_AIM_. Print the data that begins with the line containing "[Batch spec] Target class: golden" and ends with the line containing "714, 681, 886]]", repeating each line without any change.

_ENTRIES SUPPLIED_.
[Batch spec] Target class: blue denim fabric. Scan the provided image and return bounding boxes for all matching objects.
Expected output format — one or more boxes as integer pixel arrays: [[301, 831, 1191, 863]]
* * *
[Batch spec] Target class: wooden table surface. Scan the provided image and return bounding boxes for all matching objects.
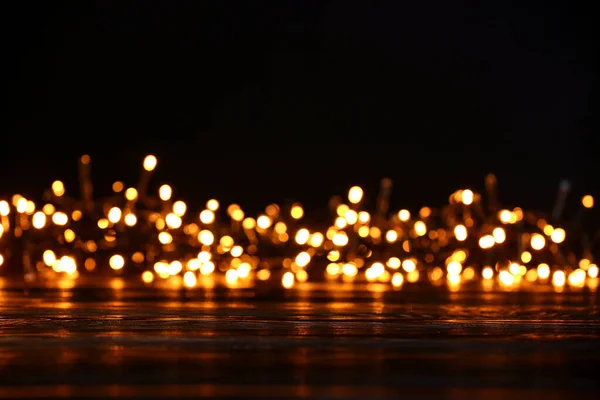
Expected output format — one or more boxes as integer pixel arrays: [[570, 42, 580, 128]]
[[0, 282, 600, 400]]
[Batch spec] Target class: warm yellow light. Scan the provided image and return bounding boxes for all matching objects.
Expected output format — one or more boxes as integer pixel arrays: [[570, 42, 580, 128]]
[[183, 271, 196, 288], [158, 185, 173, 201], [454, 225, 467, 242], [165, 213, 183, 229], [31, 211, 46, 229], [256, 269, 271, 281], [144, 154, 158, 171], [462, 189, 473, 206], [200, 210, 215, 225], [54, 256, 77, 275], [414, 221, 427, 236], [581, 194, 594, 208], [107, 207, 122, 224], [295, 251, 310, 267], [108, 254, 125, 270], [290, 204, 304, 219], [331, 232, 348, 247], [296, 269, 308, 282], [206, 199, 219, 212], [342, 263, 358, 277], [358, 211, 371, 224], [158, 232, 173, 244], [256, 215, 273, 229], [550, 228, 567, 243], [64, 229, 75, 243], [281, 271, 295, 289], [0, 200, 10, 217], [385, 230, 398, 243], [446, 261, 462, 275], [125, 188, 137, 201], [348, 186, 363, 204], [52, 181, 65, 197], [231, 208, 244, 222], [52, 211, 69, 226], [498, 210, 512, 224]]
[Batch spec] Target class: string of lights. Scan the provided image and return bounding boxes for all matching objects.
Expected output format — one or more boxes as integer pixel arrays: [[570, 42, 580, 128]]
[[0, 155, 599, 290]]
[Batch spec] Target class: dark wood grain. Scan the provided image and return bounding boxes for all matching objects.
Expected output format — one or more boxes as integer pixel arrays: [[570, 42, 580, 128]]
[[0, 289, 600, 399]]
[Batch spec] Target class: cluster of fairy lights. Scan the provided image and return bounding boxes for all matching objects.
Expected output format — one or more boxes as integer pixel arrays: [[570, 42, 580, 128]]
---
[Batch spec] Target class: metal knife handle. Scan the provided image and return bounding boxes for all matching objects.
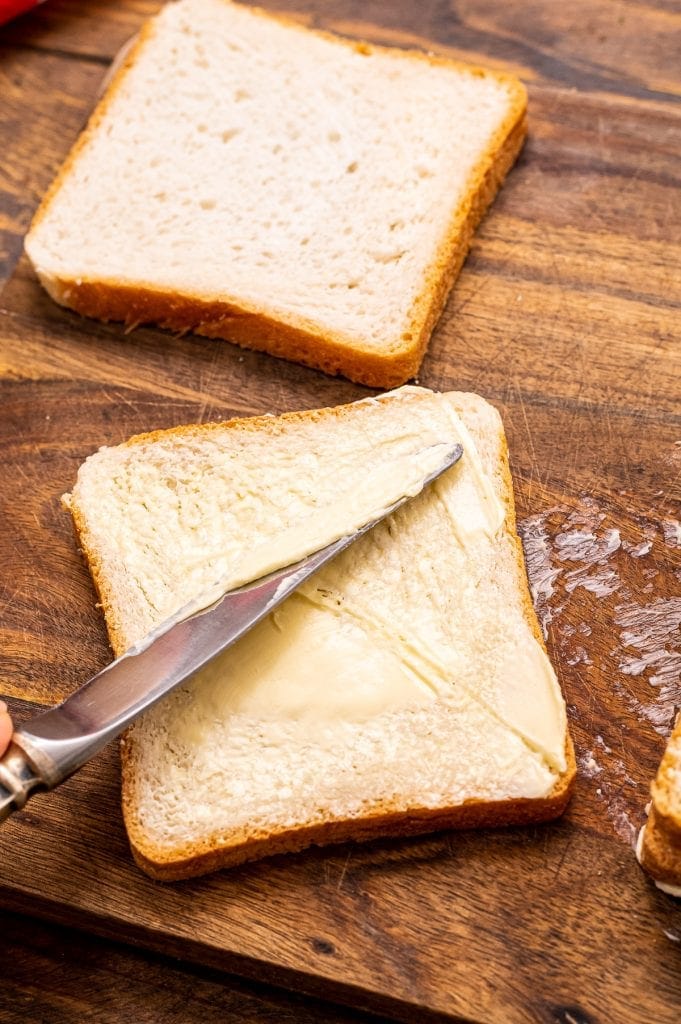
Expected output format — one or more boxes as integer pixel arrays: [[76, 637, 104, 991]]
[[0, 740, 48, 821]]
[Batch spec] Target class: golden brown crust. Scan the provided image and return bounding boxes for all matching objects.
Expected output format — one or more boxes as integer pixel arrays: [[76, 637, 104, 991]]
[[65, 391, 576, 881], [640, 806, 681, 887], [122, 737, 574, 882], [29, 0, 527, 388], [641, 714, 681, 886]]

_FULL RESPONSE_.
[Batch spec] Target class: golden brown crust. Scan the provided image and return bounding boxes for all matching objects.
Expected output format — one or more boxes as integer pixel arrays: [[76, 637, 104, 991]]
[[65, 391, 576, 881], [640, 806, 681, 887], [122, 737, 574, 882], [29, 0, 527, 388], [641, 714, 681, 886]]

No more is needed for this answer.